--- Excerto do documento ---

Por LUSA
A Organização Não-Governamental (ONG) Pathfinder frustrou 126 uniões prematuras em Manica desde 2018, classificando a situação naquela província do centro de Moçambique como preocupante, devido a práticas socioculturais que se perpetuam.
“Sim, é preocupante. A província de Manica é uma das províncias conservadoras, das suas normas socioculturais. Uma das normas socioculturais nocivas que nós sublinhamos é, de facto, a de uniões prematuras”, disse à Lusa o coordenador provincial em Manica daquela ONG, Orlando Ossufo.
Acrescentou que casos de violência e violência baseada no género associados a uniões prematuras são igualmente reportados na província, incluindo a nível sexual e que por vezes “acabam em mutilações” ou morte: “Exatamente porque são questões de enraizamento cultural e social, em que boa parte acredita que, para a resolução dos seus problemas a violência profunda é a solução”.
Desde 2018, a Pathfinder apoiou as autoridades moçambicanas a identificar no terreno e frustrar 126 uniões prematuras, essencialmente nos distritos de Gondola, Macate, Manica e Vanduzi, naquela província, envolvendo raparigas com idades dos 13 aos 18 anos, avançou igualmente.
“Existem normas socioculturais que estão enraizadas na comunidade e que já vêm de décadas, quando uma mulher atinge a menstruação, nos seus 13, 14 anos, para boa parte dessas comunidades, já está pronta para o casamento”, explicou o responsável, destacando que existem zonas onde as uniões prematuras são comparadas a uma “troca de bens, em troca de alguns valores, alguns animais”.
De acordo com a Pathfinder, os homens envolvidos nestas uniões prematuras, ilegais à luz da legislação moçambicana, têm entre 25 e 55 anos. Apesar da resistência comunitária, o trabalho de identificação das vítimas em Manica tem contado com o apoio de professores, líderes comunitários, escolas, autoridades locais e da polícia.

---

_Requisitos_:
1. Diga se cada afirmação concorda com o texto sobre as uniões prematuras em Manica, respondendo sim ou não e citando as palavras do texto que o decidem: (a) a Pathfinder frustrou 126 uniões prematuras em Manica desde 2018; (b) os homens envolvidos nestas uniões têm entre 18 e 25 anos; (c) a polícia apoia o trabalho de identificação das vítimas em Manica.
2. Prolongue o texto sobre as uniões prematuras em Manica a partir da última frase apresentada.
As linhas não têm qualquer relação com o texto sobre as uniões prematuras em Manica.

--- Linhas de dados ---

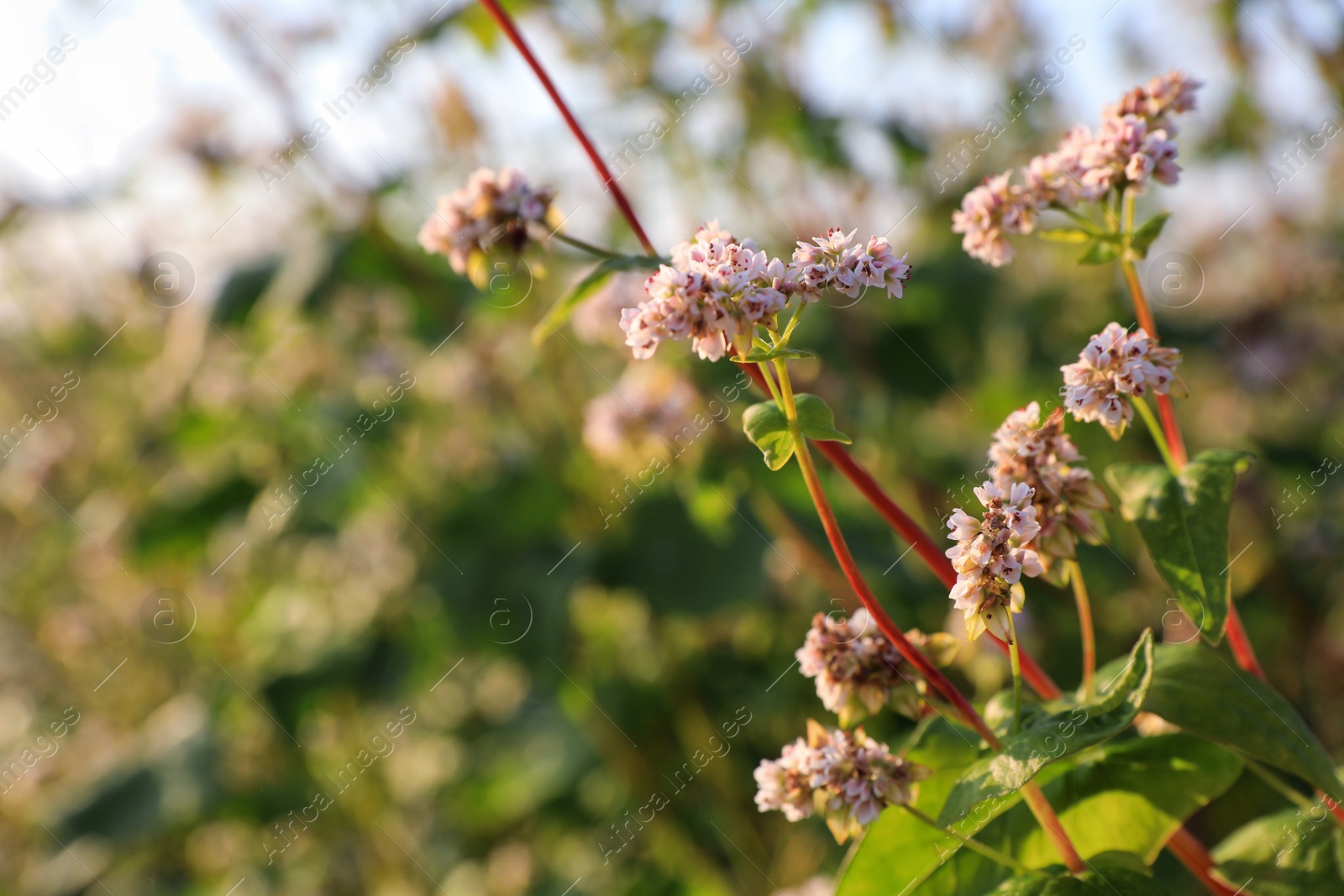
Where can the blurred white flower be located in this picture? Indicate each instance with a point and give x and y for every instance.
(491, 210)
(988, 214)
(644, 412)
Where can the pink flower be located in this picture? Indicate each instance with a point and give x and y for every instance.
(991, 558)
(988, 214)
(858, 671)
(649, 405)
(716, 291)
(491, 210)
(847, 775)
(830, 261)
(1113, 365)
(1065, 496)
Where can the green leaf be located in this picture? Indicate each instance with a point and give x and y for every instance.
(1289, 853)
(1120, 797)
(816, 419)
(1065, 235)
(1048, 738)
(1195, 688)
(1132, 797)
(564, 307)
(1108, 876)
(768, 429)
(759, 355)
(1147, 233)
(1184, 526)
(1099, 251)
(900, 851)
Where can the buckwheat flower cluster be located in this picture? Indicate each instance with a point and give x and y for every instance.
(1113, 365)
(848, 777)
(714, 293)
(1131, 148)
(830, 261)
(988, 214)
(491, 210)
(858, 671)
(647, 410)
(991, 558)
(1065, 495)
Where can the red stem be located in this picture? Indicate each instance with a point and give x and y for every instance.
(608, 181)
(916, 537)
(1191, 853)
(905, 526)
(1175, 441)
(1241, 644)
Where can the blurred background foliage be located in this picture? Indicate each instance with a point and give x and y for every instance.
(464, 564)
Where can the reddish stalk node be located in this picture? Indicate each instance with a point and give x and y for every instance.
(608, 181)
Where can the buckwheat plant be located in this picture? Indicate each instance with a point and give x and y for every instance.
(732, 300)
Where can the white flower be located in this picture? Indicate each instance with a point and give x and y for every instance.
(991, 557)
(830, 261)
(649, 406)
(1131, 148)
(988, 214)
(716, 291)
(1065, 497)
(848, 775)
(491, 210)
(858, 671)
(1113, 365)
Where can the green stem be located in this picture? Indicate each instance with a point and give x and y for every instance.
(769, 382)
(1089, 224)
(1085, 624)
(1016, 673)
(1156, 430)
(588, 248)
(793, 322)
(1128, 217)
(974, 846)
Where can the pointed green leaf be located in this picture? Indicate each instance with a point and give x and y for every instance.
(1050, 736)
(1133, 795)
(816, 419)
(1198, 689)
(1065, 235)
(564, 307)
(759, 355)
(1147, 233)
(1289, 853)
(768, 429)
(1099, 251)
(1184, 526)
(1120, 797)
(1110, 875)
(900, 852)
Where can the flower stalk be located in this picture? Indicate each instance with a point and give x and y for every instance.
(1155, 429)
(1032, 795)
(511, 31)
(974, 846)
(1184, 846)
(1016, 674)
(1085, 624)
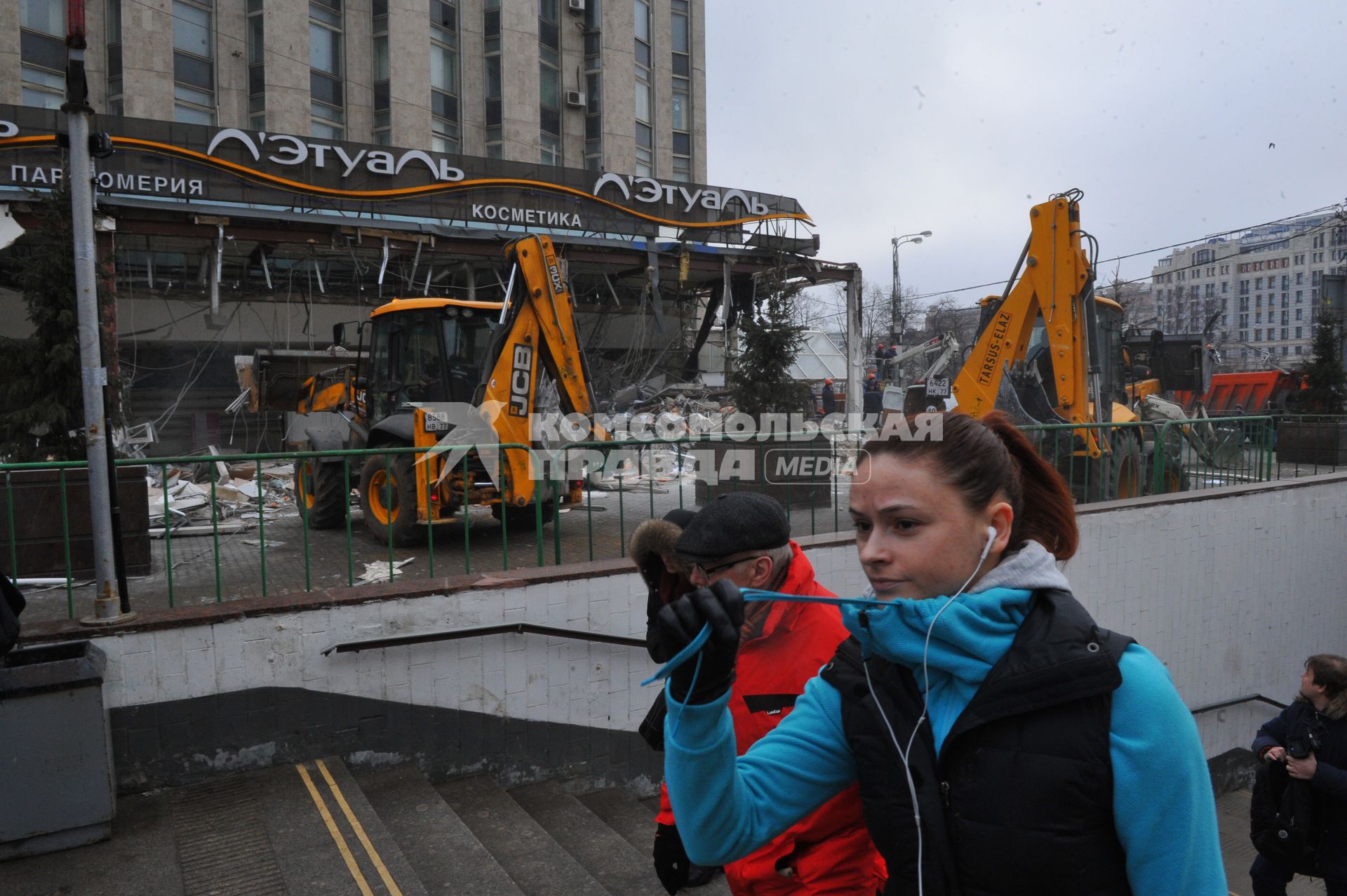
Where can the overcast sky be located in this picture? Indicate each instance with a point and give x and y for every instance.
(887, 118)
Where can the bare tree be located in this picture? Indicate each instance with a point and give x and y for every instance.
(1139, 313)
(950, 316)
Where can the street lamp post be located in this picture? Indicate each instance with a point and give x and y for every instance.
(899, 323)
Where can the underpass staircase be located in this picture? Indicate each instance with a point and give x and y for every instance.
(322, 828)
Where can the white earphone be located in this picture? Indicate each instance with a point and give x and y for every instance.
(926, 685)
(986, 549)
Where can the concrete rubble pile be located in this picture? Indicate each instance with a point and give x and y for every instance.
(239, 496)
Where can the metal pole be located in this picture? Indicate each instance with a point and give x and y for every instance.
(107, 607)
(855, 348)
(896, 328)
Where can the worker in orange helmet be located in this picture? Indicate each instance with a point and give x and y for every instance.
(827, 398)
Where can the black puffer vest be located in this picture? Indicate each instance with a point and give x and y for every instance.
(1020, 801)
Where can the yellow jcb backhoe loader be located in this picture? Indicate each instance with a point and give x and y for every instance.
(1048, 351)
(427, 359)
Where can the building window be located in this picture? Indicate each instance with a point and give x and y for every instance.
(42, 39)
(256, 67)
(681, 107)
(443, 76)
(549, 83)
(115, 100)
(492, 53)
(644, 93)
(326, 86)
(193, 62)
(593, 86)
(383, 130)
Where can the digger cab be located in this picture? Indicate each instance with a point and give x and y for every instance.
(426, 351)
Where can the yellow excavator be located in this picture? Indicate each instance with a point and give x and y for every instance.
(427, 360)
(1050, 351)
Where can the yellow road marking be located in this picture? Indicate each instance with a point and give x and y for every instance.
(332, 829)
(360, 831)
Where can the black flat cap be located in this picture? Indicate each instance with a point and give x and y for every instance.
(735, 523)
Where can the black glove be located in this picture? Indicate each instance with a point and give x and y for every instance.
(721, 607)
(671, 862)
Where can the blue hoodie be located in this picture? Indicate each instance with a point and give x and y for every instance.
(1164, 810)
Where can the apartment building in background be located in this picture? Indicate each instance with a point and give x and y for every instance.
(1264, 288)
(608, 85)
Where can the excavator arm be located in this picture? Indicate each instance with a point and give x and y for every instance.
(539, 332)
(1057, 285)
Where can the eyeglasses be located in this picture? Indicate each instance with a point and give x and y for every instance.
(720, 568)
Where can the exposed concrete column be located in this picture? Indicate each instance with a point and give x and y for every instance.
(471, 79)
(408, 73)
(698, 91)
(288, 105)
(231, 65)
(519, 77)
(358, 65)
(147, 81)
(619, 88)
(10, 57)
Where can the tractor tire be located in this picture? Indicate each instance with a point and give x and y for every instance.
(523, 519)
(1174, 477)
(388, 497)
(1127, 471)
(321, 490)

---

_Respostas por tarefa_:
1.
(a) Sim: "frustrou 126 uniões prematuras em Manica desde 2018".
(b) Não: "têm entre 25 e 55 anos".
(c) Sim: "tem contado com o apoio de professores, líderes comunitários, escolas, autoridades locais e da polícia".

2.
“Estivemos próximos de sete casos que foram a tribunal, no qual três culminaram com condenações, incluindo a prisão”, exemplificou, sobre a situação só no distrito de Gôndola.
Desde outubro de 2019 que Moçambique tem em vigor a Lei de Prevenção e Combate às Uniões Prematuras, que elimina uniões maritais envolvendo pessoas com menos de 18 anos, punindo com pena de prisão até 12 anos e multa até dois anos o adulto que se casar com uma criança.
A pena é igualmente extensível a adultos que participarem nos preparativos do noivado e a qualquer adulto que aceitar viver numa união arranjada por outras pessoas, quando tenha conhecimento de que o parceiro tem menos de 18 anos.
As sanções estão igualmente previstas para funcionários públicos, líderes religiosos e líderes tradicionais que celebrarem casamentos envolvendo menores de 18 anos, caso em que o servidor público será condenado a pena de até oito anos de cadeia.
Neste trabalho com as comunidades, Orlando Momade afirma que a Pathfinder tem apostado no diálogo com famílias e maridos, promovendo visitas domiciliárias, a sensibilização sobre questões legais e apoio psicossocial, apesar da resistência que encontram em Manica.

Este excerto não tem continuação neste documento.